▶ **Document text**
The early autumn fog season is here and the next eight months, from the fall through early spring months, will feature several reasons for fog to form more often.  Fewer hours of daylight, damp or snow-covered ground, and periods of light wind all contribute to fog development.


Sunrise on Saturday Morning

At sunrise on Saturday morning of Labor Day weekend I began a three-hour drive to northwest Iowa where I would attend one of my favorite music festivals.   My only weather concern (fairly common at the end of summer) was the potential for dense morning fog following some late day rain showers twelve hours prior.  With damp ground and light wind the stage was set for fog development.   I knew that good visibility at sunrise might not last as late summer fog can continue to develop for an hour or two after sunrise.   Happily, along my driving route only light fog formed.  The ingredient keeping the fog from thickening was a low overcast.  That layer of low clouds prevented the radiational process which often makes for thicker fog and lower visibility.


Maturing Crops Are Moisture Laden

in late summer and early fall, the maturing crops covering much of the landscape are moisture laden.  This allows ground fog to form on clear and calm nights.  Since the amount and type of vegetation — and even air temperatures — vary a lot over short distances, the visibility may vary wildly over just a few hundred feet.  This can be quite hazardous for travelers, at a time of year when tall crops limit visibility at many intersections.  In addition to reducing visibility, this fog leaves condensation on windshields making it even harder to see.  Using the car defroster with the temperature set to warm may be necessary!  Because fog can be difficult to forecast, and because its density can vary so much over a short distance, your local forecast will not usually contain an advisory for fog unless it becomes widespread.

▶ **Short exercise 1**
Reproduce the fog article above word for word.

▶ **Extracted records**
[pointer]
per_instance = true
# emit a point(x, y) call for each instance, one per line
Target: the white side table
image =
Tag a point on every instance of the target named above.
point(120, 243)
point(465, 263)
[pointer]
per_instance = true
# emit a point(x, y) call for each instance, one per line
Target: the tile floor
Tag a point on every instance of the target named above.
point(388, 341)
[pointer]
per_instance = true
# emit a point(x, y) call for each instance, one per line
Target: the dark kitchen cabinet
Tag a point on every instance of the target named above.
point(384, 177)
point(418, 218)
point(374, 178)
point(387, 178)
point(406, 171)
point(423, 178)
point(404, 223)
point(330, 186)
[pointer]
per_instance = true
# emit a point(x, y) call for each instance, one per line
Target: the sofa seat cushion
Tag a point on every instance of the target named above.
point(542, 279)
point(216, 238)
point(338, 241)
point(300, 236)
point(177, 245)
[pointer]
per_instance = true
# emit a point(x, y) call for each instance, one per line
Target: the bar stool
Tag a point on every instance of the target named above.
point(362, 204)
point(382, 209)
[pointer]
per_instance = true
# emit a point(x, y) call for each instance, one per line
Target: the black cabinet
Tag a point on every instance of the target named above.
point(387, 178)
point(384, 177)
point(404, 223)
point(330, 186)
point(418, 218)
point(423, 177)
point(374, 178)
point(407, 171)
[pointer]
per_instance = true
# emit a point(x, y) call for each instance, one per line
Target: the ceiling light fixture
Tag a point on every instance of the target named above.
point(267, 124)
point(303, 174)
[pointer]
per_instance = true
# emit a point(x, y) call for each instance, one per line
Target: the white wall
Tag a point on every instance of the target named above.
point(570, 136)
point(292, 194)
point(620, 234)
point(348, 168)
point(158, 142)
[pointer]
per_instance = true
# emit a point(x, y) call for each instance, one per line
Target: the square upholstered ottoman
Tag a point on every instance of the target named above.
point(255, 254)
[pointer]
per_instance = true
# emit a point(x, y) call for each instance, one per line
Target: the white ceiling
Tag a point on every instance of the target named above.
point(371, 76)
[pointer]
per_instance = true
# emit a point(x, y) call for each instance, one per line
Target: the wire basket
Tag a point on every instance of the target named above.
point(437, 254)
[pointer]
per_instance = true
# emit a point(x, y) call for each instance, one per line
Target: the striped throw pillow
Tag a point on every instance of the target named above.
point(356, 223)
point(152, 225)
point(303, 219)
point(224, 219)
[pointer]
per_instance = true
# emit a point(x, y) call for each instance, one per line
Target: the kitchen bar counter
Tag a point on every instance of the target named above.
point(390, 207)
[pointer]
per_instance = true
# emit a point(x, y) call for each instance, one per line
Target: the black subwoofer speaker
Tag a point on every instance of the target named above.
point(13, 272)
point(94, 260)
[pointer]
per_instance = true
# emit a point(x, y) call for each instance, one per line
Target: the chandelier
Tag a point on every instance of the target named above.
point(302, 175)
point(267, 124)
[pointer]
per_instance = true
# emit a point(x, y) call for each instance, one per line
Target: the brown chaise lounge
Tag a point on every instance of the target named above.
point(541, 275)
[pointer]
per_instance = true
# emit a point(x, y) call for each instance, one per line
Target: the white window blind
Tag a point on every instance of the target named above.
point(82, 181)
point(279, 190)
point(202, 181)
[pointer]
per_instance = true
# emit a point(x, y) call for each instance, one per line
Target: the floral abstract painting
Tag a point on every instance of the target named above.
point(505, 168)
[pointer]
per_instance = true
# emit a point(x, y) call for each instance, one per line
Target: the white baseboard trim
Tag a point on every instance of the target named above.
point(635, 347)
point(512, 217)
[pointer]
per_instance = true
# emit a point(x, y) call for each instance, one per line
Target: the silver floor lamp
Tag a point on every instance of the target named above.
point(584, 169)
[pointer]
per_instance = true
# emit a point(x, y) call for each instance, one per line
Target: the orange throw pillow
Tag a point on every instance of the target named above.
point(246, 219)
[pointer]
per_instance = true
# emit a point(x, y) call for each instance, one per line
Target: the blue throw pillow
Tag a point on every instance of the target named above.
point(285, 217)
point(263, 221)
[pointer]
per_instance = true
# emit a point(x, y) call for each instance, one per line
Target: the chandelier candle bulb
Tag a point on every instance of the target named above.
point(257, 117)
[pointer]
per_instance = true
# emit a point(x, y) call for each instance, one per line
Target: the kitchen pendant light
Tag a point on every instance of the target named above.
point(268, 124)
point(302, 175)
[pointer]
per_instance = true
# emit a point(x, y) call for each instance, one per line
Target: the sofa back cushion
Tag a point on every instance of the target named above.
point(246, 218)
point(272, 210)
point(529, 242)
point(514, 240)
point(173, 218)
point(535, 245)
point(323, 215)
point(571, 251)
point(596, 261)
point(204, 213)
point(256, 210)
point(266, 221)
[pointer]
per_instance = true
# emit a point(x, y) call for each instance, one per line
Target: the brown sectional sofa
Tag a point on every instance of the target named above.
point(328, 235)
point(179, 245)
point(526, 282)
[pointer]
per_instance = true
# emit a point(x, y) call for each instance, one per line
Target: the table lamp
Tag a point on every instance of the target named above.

▶ **Short exercise 2**
How many lines in the rows above contain the word "black"? Reply with the number only.

▶ **Written solution 1**
The early autumn fog season is here and the next eight months, from the fall through early spring months, will feature several reasons for fog to form more often.  Fewer hours of daylight, damp or snow-covered ground, and periods of light wind all contribute to fog development.


Sunrise on Saturday Morning

At sunrise on Saturday morning of Labor Day weekend I began a three-hour drive to northwest Iowa where I would attend one of my favorite music festivals.   My only weather concern (fairly common at the end of summer) was the potential for dense morning fog following some late day rain showers twelve hours prior.  With damp ground and light wind the stage was set for fog development.   I knew that good visibility at sunrise might not last as late summer fog can continue to develop for an hour or two after sunrise.   Happily, along my driving route only light fog formed.  The ingredient keeping the fog from thickening was a low overcast.  That layer of low clouds prevented the radiational process which often makes for thicker fog and lower visibility.


Maturing Crops Are Moisture Laden

in late summer and early fall, the maturing crops covering much of the landscape are moisture laden.  This allows ground fog to form on clear and calm nights.  Since the amount and type of vegetation — and even air temperatures — vary a lot over short distances, the visibility may vary wildly over just a few hundred feet.  This can be quite hazardous for travelers, at a time of year when tall crops limit visibility at many intersections.  In addition to reducing visibility, this fog leaves condensation on windshields making it even harder to see.  Using the car defroster with the temperature set to warm may be necessary!  Because fog can be difficult to forecast, and because its density can vary so much over a short distance, your local forecast will not usually contain an advisory for fog unless it becomes widespread.

▶ **Written solution 2**
2